WORK REQUEST ▸
From the first line to the last, print the data exactly as it appears.
### DATA EXTRACT
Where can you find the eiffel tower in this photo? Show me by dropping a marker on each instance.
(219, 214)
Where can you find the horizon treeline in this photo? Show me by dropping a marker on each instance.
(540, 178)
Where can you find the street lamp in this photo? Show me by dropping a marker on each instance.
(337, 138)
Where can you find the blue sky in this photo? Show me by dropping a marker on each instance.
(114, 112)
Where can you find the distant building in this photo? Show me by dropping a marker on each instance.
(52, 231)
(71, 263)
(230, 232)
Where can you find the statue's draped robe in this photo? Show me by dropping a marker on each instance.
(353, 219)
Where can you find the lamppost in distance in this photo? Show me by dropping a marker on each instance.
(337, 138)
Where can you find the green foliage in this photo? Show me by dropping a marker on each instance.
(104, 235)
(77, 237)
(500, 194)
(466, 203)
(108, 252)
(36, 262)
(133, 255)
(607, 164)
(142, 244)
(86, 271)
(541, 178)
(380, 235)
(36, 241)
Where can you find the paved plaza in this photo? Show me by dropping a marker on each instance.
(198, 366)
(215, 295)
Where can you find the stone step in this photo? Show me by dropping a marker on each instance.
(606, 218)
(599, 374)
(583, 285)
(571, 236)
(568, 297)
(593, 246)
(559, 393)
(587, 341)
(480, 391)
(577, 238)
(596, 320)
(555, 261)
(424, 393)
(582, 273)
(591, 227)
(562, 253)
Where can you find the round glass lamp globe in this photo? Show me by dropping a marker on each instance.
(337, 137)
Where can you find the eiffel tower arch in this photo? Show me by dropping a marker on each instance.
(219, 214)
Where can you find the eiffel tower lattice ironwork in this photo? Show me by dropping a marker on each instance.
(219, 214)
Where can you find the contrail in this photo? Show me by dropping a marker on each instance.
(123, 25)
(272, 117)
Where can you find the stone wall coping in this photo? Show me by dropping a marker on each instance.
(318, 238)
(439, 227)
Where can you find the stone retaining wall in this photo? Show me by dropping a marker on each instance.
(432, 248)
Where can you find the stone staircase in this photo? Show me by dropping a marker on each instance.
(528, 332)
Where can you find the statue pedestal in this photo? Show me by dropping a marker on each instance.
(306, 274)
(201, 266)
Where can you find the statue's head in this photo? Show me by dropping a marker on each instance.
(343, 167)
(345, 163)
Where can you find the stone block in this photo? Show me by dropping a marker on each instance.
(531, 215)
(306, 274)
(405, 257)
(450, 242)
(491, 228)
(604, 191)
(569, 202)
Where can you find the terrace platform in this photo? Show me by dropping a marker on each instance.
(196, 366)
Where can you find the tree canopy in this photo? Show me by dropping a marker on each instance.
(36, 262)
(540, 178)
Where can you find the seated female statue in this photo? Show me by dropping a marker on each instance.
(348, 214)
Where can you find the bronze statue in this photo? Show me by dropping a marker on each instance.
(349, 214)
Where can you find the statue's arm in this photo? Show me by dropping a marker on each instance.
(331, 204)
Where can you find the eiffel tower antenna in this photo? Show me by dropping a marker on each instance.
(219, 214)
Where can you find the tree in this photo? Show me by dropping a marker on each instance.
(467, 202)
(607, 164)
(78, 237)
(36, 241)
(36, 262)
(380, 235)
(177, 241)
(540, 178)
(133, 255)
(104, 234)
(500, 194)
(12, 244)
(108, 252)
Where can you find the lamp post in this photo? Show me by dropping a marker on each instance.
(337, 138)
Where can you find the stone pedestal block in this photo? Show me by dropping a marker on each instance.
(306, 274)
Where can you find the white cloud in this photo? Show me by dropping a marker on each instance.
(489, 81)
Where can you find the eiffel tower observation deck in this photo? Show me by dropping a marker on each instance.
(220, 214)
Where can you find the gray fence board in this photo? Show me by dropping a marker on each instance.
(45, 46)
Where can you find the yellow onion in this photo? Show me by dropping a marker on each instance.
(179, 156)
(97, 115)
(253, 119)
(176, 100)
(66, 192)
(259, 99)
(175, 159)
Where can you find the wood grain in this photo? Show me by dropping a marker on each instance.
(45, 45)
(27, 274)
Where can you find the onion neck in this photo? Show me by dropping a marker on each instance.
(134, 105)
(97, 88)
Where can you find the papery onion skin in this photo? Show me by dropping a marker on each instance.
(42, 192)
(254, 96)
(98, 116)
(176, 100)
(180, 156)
######
RESULT OF THE EXERCISE ▸
Where can you find the eiffel tower in this photo? Show me by dropping a marker on each instance.
(219, 214)
Where can you find the horizon treeline in this photo? Show me by dropping a marker on each instance.
(540, 178)
Where can you find the street lamp in this photo? Show me by dropping a marker on each instance.
(337, 138)
Where can you find the blue sky in this photo? Show me by dropping a marker on each instance.
(114, 112)
Where can you find the distant building in this photo? Show me by dropping a marker on each instance.
(52, 231)
(71, 263)
(230, 232)
Where can you find the statue's draped robe in this photo? Show me by dropping a marker on each instance.
(353, 219)
Where can you find the lamppost in distance in this photo? Show me by dropping a marker on each instance.
(337, 138)
Where can you find the green foliage in this photo? Show me by dropping a marker on each instance.
(104, 235)
(77, 237)
(500, 194)
(466, 203)
(108, 252)
(36, 262)
(133, 255)
(607, 164)
(142, 244)
(86, 271)
(541, 178)
(380, 235)
(36, 241)
Where can you find the paved plaza in this photo? Show me by dropping a marker on each instance.
(198, 366)
(215, 295)
Where can you find the stone step in this photo? Show me by dropping a marker on each instance.
(606, 218)
(599, 374)
(583, 285)
(571, 236)
(568, 297)
(593, 246)
(559, 393)
(587, 341)
(480, 391)
(577, 238)
(596, 320)
(555, 261)
(424, 393)
(582, 273)
(591, 227)
(562, 253)
Where can you find the round glass lamp globe in this photo? Show me by dropping a marker on each instance.
(337, 137)
Where can you find the eiffel tower arch in this photo? Show me by dropping a marker on each instance.
(219, 214)
Where can you find the eiffel tower lattice ironwork in this photo? Show me by dropping a marker on each instance.
(219, 214)
Where can you find the contrail in this photo? Show me by dropping a marker on each instance.
(123, 25)
(272, 117)
Where can you find the stone wall coping in this photo? Show me by dropping a marker on each instance.
(318, 238)
(439, 227)
Where can you find the stone retaining wall in this photo? Show me by dropping a marker on each instance.
(432, 248)
Where can you find the stone staircase in this photo? Show me by dropping a marker on each instance.
(528, 332)
Where can you find the statue pedestal in this photo? Show me by dropping a marker on each instance.
(306, 274)
(201, 266)
Where can you find the statue's head in this photo? Show me by dropping a marker on each instance.
(343, 167)
(345, 163)
Where can you find the stone block in this photo? Show me by dropping a marker on each instance.
(531, 215)
(306, 274)
(405, 257)
(450, 242)
(491, 228)
(604, 191)
(569, 202)
Where can you find the terrace platform in this photo? Show me by dropping a marker on each instance.
(196, 366)
Where can you find the tree canopy in this photo? Show me by dropping a marker on each instance.
(36, 262)
(540, 178)
Where can you find the seated female statue in this photo? Show me by dropping a marker on each instance.
(348, 214)
Where can you find the bronze statue in this photo? Show me by dropping a marker on each instance.
(349, 214)
Where can you find the statue's arm in this photo? Show me by dropping a marker on each instance.
(331, 204)
Where can you find the eiffel tower antenna in this photo? Show me by dropping a marker on each instance.
(219, 214)
Where can you find the tree in this photo? Show me by dropping a marker on each instance.
(467, 202)
(607, 164)
(78, 237)
(36, 241)
(36, 262)
(380, 235)
(177, 241)
(540, 178)
(133, 255)
(104, 234)
(500, 194)
(12, 244)
(108, 252)
Where can you find the lamp post in this photo? Show me by dropping a marker on each instance.
(337, 138)
Where can you find the stone pedestal block in this photo? Show me by dropping a marker on each instance.
(306, 274)
Where can you find the white cloud in this photo? Show me by dropping a marker on each instance.
(489, 81)
Where can you find the eiffel tower observation deck in this photo? Show me by dropping a marker on each instance.
(220, 214)
Where can you find the gray fence board in this photo? Show me by dropping a marker on each instance.
(45, 46)
Where can you find the yellow onion in this photo? Show me by dropping a marker on each instance.
(179, 156)
(97, 115)
(253, 119)
(176, 100)
(66, 192)
(259, 99)
(175, 159)
Where can you find the wood grain in this photo? Show me by dropping a marker on each instance.
(45, 45)
(27, 274)
Where can you find the onion neck in this photo? Show me by dropping a marker on each instance.
(134, 105)
(97, 88)
Where can you find the papery onion skin in this photo? Show me by dropping a marker on each instance.
(42, 192)
(254, 96)
(98, 116)
(176, 100)
(180, 156)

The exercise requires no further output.